# [Vorliegender Auszug]
----------------------------------------
Zuhd (Askese)
Wörtlich bedeutet zuhd so viel wie ,Verzicht auf weltliche Vergnügungen' und ,Verweigerung fleischlicher Gelüste'. Bei den Sufis bringt der Begriff ,Askese' jedoch die Gleichgültigkeit gegenüber weltlichen Neigungen und eine enthaltsame Lebensführung zum Ausdruck. Darüber hinaus bezeichnet er auch das Unterlassen aller Sünden aus Furcht vor Gott und die Geringschätzung der fleischlichen und materiellen Aspekte der Welt.
Askese wird auch als Verzicht auf die vergänglichen irdischen Bequemlichkeiten und Wohltaten zu Gunsten des ewigen Glücks im Jenseits beschrieben.
Das Gefühl dafür, sich unrechtmäßiger Dinge zu enthalten und sich innerhalb der Schranken des Gesetzes zu bewegen, ist ein erster Schritt zur Askese. Der zweite und endgültige Schritt besteht darin, auch bei erlaubten und rechtmäßigen Dingen sehr genau zu sein.
----------------------------------------
# [Zu bearbeitende Liste]
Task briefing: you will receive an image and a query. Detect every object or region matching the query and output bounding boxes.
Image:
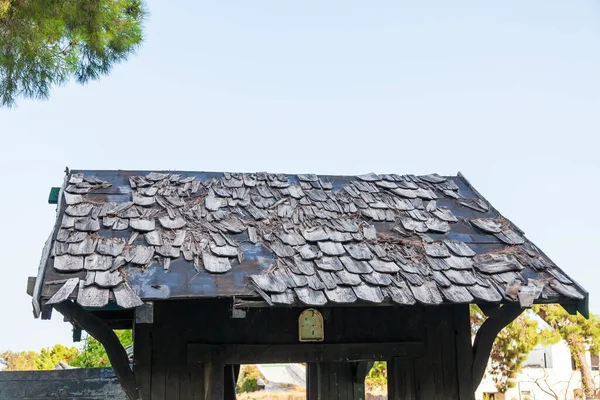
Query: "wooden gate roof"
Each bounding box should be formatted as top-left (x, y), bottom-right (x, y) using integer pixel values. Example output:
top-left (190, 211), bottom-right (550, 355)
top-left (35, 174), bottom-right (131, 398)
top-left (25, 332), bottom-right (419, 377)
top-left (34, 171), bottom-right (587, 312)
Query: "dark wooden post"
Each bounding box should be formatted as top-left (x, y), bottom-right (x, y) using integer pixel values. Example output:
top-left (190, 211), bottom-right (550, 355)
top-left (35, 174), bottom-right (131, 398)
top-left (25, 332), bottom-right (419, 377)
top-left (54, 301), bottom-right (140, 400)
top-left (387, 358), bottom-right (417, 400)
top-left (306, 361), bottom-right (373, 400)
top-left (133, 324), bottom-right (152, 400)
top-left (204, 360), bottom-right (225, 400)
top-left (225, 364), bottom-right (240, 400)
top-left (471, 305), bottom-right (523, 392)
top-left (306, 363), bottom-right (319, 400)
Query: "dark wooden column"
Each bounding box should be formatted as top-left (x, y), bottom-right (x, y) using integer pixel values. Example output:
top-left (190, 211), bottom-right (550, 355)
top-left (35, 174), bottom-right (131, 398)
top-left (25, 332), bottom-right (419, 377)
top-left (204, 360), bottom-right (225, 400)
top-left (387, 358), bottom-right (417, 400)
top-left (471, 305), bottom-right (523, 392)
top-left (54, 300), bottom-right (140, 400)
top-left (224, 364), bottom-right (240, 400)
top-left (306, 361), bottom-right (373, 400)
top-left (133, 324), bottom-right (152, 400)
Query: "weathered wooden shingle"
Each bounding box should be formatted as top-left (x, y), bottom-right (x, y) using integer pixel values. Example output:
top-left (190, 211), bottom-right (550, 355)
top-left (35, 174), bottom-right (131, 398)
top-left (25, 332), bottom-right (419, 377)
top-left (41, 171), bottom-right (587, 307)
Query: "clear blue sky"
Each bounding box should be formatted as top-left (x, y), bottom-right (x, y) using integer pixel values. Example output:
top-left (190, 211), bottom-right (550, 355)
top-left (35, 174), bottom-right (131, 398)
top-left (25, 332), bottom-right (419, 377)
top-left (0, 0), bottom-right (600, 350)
----------------------------------------
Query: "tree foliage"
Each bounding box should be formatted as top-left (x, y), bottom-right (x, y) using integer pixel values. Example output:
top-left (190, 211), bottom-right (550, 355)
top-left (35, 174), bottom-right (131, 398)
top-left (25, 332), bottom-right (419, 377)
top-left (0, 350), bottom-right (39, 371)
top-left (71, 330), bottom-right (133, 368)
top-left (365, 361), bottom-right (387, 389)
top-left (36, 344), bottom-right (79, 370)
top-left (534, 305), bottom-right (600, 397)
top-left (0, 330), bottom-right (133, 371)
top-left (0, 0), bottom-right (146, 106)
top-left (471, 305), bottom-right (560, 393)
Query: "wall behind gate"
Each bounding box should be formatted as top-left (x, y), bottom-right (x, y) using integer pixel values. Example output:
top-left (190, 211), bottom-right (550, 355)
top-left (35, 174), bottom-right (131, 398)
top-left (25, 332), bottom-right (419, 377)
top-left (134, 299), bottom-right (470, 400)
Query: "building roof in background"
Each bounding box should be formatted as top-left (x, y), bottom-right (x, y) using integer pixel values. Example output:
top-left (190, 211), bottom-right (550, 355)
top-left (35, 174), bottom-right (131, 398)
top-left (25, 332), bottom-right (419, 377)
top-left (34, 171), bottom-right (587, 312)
----------------------------------------
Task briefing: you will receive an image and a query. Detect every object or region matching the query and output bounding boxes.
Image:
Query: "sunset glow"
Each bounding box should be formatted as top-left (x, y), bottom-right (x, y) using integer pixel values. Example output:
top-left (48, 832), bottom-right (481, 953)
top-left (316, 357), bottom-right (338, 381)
----------------------------------------
# [Aufgabenliste]
**A)** Stimmen die folgenden Aussagen mit dem Auszug über Zuhd überein? Antworte jeweils mit Ja oder Nein und zitiere die entscheidenden Worte des Auszugs. (i) Sich unrechtmäßiger Dinge zu enthalten, ist der endgültige Schritt zur Askese. (ii) Bei den Sufis drückt der Begriff auch eine enthaltsame Lebensführung aus. (iii) Askese wird als Verzicht zugunsten des ewigen Glücks im Jenseits beschrieben.
**B)** Gib jede Zeile der Liste an, in der die Zeichenfolge „dark“ vorkommt.

# [Lösungen]
**A)**
(i) Nein: „ist ein erster Schritt zur Askese“
(ii) Ja: „eine enthaltsame Lebensführung zum Ausdruck“
(iii) Ja: „zu Gunsten des ewigen Glücks im Jenseits“

**B)**
Query: "dark wooden post"
Query: "dark wooden column"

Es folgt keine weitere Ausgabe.